To be done:
a – Revise the compounding passage from "The power of" to "originally put in.", replacing "snowball" with "momentum".
b – According to the compounding passage, why does someone who invests a small amount in their twenties often end up ahead of someone who invests much more starting in their forties?

Extract to read:

——————————

The power of compounding

You don’t need a big sum to begin investing. A little saved every month, left alone to grow, slowly becomes a lot — because over time your money starts earning too, and then those earnings earn.

What compounding actually means

Compounding is earning returns on your returns. In year one you earn on what you invested. In year two you earn on your investment plus year one’s gains. Given enough years, that snowball does more work than the amount you originally put in.

Why starting early beats starting big

Time is the most powerful ingredient, more than the amount. Someone who invests a small amount in their twenties often ends up ahead of someone who invests much more starting in their forties, simply because the early money had more years to compound.

How to start

A Systematic Investment Plan, or SIP, into a mutual fund is the simplest way for most people to put compounding to work — a fixed amount invested automatically every month. Start with whatever you can sustain, keep it going, and let time do the heavy lifting.

——————————

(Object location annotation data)
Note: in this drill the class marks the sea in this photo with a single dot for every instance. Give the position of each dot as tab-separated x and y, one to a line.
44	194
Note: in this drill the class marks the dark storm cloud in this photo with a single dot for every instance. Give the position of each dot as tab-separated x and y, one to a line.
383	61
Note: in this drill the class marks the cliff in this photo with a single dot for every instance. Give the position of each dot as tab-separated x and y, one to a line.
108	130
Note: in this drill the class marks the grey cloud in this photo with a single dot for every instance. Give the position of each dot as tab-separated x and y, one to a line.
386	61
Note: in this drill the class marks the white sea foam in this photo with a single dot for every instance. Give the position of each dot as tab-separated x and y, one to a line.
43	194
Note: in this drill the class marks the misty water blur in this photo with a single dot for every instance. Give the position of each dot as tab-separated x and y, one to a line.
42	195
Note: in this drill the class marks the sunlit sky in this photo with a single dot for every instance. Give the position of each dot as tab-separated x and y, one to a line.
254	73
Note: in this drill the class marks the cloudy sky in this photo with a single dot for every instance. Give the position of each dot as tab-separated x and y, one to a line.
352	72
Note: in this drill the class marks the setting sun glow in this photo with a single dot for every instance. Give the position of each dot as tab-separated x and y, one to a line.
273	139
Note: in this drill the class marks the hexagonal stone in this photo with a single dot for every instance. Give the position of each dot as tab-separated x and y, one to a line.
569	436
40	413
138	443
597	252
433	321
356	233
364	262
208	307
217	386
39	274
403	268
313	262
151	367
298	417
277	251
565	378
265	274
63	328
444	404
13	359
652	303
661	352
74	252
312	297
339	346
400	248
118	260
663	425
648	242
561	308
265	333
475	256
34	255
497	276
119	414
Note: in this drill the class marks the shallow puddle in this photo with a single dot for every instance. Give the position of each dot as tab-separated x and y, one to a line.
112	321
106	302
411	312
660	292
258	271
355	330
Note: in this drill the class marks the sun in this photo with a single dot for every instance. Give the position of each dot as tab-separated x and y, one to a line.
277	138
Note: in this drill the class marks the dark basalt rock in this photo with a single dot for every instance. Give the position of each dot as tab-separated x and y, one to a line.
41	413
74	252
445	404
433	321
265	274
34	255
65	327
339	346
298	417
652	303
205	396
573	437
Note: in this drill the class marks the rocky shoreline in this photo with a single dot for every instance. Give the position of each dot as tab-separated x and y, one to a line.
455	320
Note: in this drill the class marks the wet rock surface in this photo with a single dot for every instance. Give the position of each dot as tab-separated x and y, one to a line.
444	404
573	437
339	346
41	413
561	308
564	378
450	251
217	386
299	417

——————————

Results of the tasks:
a –
The power of compounding

You don’t need a big sum to begin investing. A little saved every month, left alone to grow, slowly becomes a lot — because over time your money starts earning too, and then those earnings earn.

What compounding actually means

Compounding is earning returns on your returns. In year one you earn on what you invested. In year two you earn on your investment plus year one’s gains. Given enough years, that momentum does more work than the amount you originally put in.

b – The early money had more years to compound. Time matters more than the amount invested.